Supplied entries:
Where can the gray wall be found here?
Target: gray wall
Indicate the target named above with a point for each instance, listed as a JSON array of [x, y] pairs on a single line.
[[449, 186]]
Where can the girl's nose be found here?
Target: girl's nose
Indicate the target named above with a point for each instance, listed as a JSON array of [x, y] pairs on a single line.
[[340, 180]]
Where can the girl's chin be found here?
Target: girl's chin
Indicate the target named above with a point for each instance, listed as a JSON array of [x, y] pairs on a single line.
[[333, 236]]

Exercise: Express the lines above as a two-column CSV headed instruction,output. Give one row per answer: the instruction field holds all the text since the previous answer, and the output field holds the answer itself, with every field quoted and line breaks replaced by spaces.

Written reply:
instruction,output
"Where can the gray wall be found here? Target: gray wall Indicate the target named above with a point for each instance, listed as a JSON array of [x, y] pairs on a single line.","[[449, 186]]"
"Where can the girl's nose be found here? Target: girl's nose Indicate the target named above with a point for each instance, listed as a JSON array of [x, y] pairs on a single line.","[[340, 180]]"
"Where can the girl's chin be found here? Target: girl's chin Indicate the target named above with a point for each instance, listed as a JSON array of [x, y] pairs on a single line.","[[333, 236]]"